*Prompt*.
Pick out and copy each line in the entries below that contains the word "blue". Case counts.

Position identification records
- - -

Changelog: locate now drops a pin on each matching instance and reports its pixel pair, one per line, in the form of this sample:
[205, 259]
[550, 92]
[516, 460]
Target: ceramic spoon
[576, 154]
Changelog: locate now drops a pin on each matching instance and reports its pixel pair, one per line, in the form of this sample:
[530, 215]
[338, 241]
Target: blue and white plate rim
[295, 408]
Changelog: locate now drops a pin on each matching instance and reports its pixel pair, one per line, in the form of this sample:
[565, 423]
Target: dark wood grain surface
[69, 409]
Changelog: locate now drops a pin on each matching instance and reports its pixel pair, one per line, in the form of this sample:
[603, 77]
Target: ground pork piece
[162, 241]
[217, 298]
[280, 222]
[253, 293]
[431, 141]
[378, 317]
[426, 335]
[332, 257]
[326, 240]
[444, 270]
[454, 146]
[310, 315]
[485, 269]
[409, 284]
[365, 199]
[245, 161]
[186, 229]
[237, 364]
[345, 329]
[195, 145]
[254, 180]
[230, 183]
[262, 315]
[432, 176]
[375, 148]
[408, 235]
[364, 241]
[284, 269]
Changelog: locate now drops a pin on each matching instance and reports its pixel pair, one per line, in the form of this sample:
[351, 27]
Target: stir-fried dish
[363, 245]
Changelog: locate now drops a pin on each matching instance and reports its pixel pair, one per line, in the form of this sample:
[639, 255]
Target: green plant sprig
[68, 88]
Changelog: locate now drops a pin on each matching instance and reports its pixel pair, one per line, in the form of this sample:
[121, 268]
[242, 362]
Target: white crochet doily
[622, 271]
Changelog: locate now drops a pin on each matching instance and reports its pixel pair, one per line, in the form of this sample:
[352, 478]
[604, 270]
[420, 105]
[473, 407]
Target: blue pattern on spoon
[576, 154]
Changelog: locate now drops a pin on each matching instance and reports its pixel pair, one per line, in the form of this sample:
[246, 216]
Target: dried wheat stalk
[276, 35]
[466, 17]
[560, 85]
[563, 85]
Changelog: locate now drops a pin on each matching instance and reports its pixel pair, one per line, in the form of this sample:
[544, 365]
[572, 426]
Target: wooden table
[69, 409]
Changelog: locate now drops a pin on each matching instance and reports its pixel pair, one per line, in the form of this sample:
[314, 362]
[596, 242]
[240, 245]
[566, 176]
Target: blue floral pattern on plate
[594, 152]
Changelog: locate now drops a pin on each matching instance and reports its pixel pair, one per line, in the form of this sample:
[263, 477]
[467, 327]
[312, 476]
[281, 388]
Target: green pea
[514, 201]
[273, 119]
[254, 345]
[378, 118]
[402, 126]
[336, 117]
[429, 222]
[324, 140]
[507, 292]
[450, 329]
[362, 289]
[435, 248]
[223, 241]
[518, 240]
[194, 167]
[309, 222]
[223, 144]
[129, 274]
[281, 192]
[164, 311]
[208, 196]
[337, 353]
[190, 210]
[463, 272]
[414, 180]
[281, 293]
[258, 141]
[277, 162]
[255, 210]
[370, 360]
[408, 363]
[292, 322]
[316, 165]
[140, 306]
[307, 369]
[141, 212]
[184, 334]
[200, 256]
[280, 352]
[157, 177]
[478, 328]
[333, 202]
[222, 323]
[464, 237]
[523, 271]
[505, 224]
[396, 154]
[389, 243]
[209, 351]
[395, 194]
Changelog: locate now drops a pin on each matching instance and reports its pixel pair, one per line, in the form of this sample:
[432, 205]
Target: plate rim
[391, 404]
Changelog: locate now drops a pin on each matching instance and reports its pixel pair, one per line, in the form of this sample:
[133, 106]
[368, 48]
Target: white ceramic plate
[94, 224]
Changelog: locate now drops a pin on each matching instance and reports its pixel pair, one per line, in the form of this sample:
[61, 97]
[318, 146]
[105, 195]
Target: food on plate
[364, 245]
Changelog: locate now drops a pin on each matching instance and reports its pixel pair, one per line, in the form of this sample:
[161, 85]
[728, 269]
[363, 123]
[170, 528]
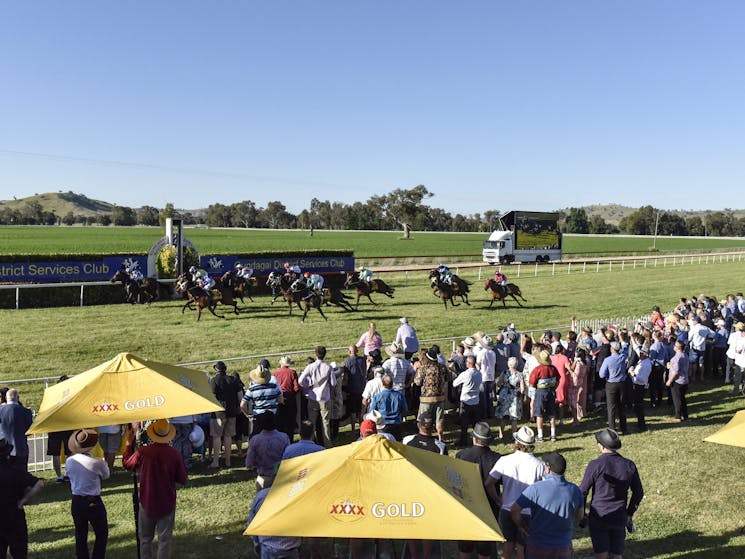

- - -

*Output for this exercise*.
Target: blue and white plate rim
Target: blue pattern on spoon
Target: blue floral pattern on plate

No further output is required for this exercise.